::: DATA SUPPLIED :::

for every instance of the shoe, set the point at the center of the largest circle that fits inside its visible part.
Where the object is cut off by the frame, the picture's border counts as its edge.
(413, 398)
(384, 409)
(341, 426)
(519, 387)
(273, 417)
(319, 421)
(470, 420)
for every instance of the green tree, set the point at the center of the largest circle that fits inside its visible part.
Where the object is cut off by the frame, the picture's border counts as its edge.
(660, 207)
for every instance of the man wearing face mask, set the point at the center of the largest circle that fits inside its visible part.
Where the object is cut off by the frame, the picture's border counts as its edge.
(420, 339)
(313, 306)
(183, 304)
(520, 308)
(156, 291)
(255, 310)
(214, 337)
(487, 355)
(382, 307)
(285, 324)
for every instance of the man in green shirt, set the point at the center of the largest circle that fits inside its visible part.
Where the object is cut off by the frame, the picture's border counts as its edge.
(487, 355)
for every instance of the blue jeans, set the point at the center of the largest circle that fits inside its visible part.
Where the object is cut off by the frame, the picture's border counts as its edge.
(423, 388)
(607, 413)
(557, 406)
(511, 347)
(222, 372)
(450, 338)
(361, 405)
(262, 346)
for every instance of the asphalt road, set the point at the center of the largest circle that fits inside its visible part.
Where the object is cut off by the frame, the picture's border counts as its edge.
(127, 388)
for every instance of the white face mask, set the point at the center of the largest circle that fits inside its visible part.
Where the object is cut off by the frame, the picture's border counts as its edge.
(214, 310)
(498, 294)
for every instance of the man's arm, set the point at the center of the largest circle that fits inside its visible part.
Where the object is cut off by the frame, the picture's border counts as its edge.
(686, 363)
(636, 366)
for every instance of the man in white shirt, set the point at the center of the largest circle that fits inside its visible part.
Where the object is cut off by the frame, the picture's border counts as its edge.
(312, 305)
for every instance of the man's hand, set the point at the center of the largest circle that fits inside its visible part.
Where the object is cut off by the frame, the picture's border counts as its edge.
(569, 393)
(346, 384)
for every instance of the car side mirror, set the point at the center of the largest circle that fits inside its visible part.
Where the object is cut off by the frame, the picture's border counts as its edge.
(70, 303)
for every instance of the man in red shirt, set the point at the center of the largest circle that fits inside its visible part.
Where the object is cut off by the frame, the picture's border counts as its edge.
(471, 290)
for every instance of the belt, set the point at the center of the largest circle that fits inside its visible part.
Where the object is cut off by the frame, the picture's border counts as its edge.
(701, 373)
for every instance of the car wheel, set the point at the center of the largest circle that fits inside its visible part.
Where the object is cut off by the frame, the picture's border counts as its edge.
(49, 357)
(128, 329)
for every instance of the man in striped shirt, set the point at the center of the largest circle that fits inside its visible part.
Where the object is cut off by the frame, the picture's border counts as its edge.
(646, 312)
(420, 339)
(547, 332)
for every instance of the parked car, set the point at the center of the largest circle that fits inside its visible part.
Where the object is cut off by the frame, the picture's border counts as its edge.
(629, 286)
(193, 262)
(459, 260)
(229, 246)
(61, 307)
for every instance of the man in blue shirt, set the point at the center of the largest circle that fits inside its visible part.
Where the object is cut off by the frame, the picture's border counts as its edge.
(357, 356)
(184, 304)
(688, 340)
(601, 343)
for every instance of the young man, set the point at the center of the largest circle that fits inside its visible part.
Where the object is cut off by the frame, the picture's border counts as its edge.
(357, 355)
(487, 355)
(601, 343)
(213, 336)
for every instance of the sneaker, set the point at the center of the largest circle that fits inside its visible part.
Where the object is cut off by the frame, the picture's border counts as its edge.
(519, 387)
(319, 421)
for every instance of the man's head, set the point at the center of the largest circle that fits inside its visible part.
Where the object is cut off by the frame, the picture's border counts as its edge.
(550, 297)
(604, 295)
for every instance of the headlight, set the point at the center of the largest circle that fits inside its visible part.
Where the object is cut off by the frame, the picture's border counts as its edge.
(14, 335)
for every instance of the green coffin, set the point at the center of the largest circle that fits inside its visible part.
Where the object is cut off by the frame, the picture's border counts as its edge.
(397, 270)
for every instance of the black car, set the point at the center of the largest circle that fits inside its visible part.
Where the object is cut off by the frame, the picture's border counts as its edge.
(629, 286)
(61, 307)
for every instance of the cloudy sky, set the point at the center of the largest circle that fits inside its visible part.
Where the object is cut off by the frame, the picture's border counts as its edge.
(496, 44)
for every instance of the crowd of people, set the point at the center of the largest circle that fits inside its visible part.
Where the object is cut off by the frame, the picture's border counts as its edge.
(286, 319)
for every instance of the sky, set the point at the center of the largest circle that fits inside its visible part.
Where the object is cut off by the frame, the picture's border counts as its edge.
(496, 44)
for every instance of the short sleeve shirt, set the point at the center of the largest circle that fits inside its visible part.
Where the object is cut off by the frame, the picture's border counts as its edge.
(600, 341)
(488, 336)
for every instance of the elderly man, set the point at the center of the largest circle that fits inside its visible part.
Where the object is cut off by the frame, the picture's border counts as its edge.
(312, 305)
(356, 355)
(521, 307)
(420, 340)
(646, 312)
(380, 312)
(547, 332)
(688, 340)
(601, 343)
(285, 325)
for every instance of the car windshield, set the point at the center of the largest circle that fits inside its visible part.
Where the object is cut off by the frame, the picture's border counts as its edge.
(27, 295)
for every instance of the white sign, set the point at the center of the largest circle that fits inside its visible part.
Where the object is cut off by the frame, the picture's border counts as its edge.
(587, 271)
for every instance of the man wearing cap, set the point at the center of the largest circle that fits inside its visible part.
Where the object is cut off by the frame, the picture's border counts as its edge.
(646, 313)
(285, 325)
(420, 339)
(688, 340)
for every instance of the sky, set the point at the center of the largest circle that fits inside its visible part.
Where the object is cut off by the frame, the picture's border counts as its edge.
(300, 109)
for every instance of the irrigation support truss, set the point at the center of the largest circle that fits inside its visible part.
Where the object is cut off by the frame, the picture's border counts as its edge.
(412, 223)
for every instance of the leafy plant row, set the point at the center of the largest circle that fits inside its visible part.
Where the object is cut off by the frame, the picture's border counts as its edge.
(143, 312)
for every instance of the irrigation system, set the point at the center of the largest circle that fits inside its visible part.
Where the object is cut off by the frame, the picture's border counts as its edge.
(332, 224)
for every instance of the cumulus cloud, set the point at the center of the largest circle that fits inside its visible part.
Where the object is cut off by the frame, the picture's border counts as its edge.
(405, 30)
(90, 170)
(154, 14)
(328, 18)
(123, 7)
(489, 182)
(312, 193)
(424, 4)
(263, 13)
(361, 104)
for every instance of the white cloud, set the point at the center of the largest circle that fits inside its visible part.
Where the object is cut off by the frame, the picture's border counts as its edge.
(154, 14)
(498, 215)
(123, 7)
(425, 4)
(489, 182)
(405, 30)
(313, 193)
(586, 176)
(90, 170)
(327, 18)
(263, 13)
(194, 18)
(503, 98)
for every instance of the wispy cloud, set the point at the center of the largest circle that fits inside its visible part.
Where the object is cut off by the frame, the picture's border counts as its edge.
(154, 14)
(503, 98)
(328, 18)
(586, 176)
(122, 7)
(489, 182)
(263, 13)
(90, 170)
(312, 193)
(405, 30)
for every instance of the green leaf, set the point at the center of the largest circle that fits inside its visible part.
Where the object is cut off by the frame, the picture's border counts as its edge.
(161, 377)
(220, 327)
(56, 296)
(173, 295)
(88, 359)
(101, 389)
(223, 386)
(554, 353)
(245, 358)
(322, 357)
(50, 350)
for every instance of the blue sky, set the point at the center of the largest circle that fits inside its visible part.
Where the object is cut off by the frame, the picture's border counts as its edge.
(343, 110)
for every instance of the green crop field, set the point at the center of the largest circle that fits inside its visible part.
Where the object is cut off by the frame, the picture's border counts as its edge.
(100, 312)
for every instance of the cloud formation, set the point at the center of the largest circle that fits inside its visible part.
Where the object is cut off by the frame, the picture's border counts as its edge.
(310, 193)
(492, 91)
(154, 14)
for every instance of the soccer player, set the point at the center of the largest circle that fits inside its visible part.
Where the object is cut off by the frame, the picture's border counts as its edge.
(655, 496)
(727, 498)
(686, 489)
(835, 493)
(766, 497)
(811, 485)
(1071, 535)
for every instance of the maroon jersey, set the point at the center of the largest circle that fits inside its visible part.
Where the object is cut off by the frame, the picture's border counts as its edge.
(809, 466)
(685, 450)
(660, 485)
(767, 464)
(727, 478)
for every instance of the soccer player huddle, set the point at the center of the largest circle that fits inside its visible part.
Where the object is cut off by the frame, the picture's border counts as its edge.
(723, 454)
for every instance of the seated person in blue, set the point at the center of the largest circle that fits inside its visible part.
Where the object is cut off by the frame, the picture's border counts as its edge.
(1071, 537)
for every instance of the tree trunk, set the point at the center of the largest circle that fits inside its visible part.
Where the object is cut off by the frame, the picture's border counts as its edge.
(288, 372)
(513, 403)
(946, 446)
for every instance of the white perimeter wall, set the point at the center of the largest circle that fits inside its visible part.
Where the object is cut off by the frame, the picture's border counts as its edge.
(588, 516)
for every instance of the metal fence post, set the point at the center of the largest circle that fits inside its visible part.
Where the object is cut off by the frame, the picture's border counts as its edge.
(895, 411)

:::

◆ WHAT THE EXERCISE ASKS
Could you write out, exactly, each line of the data above from the one containing "for every instance of the tree" through the last, including both?

◆ RESPONSE AREA
for every instance of the tree trunk, set the point at the center of the largest circle that fits inside its visible part.
Where the object is cut off by the frame, the picture's border counts as its edge.
(288, 372)
(513, 403)
(946, 446)
for every instance of the white perimeter wall, set the point at the center of the largest circle that fits inside its visible part.
Where the object is cut off by the frame, the picture's border counts as its edge.
(588, 516)
for every instance of the metal fence post, set the point at the center of the largest circle that fits inside its visible part.
Where the object is cut off by the frame, the picture's border counts as its edge.
(895, 411)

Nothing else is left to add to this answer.